Work to do: Please rewrite the items below from the line with "Expected: for each instance of the book in" through the end of the items, both ends included and the requests kept as they are, multiplying every point coordinate in the answers by 0.8 and rounding to whole numbers, with halves rounded up. Return only those lines.

Recorded information:
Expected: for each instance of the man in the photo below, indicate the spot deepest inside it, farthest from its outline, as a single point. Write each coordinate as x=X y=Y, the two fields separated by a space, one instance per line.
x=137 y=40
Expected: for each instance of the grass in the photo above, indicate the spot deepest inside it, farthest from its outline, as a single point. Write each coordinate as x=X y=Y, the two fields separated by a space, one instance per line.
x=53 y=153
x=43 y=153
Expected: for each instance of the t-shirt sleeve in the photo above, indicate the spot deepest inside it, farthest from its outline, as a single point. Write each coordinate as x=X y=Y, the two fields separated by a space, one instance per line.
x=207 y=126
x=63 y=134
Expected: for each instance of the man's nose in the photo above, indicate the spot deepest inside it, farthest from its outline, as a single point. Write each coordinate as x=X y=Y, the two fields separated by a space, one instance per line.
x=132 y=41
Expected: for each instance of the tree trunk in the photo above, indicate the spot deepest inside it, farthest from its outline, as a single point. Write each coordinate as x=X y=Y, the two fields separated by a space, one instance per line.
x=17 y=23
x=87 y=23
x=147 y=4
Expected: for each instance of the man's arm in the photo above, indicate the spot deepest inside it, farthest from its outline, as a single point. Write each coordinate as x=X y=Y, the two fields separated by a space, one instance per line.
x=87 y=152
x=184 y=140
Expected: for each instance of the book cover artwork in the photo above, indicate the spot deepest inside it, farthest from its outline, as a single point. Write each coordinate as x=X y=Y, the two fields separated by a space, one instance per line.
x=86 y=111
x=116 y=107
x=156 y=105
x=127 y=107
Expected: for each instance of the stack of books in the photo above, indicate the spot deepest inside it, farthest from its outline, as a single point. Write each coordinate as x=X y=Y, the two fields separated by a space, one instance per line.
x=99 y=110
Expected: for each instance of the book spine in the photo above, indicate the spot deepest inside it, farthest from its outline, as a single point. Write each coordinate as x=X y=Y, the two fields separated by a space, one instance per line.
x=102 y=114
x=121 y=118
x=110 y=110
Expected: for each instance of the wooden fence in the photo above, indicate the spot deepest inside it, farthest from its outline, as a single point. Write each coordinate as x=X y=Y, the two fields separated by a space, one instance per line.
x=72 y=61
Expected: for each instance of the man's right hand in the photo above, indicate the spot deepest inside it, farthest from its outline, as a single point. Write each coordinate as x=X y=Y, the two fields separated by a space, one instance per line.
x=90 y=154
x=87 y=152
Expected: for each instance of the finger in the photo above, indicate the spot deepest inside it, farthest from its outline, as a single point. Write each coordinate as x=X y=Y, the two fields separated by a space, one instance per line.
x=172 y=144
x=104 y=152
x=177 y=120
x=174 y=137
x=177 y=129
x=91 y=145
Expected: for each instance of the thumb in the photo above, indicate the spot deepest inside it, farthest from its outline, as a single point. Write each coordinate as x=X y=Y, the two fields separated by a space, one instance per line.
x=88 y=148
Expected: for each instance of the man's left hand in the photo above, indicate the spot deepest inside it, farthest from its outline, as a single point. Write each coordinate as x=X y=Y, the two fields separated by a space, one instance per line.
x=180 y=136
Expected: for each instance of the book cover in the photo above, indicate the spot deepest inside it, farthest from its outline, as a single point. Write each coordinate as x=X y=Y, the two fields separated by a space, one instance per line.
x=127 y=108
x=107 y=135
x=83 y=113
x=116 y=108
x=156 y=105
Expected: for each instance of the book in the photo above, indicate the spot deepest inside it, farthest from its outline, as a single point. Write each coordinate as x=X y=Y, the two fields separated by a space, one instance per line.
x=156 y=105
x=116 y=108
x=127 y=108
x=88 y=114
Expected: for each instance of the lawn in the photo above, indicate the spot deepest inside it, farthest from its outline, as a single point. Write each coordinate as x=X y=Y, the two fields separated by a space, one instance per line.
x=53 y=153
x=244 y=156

Answer to the task:
Expected: for each instance of the book in the photo above, indicate the spot deepest inside it, farthest from its outline, as a single point. Write each coordinate as x=X y=Y, the two fields separated by a space, one instance per line.
x=125 y=84
x=93 y=86
x=102 y=86
x=70 y=91
Expected: for each instance of the lawn in the photo above, indicate the spot deepest inside it, farthest from its outline, as a single point. Write each coordinate as x=X y=Y, the two fields separated by a space, one instance per line.
x=42 y=122
x=195 y=125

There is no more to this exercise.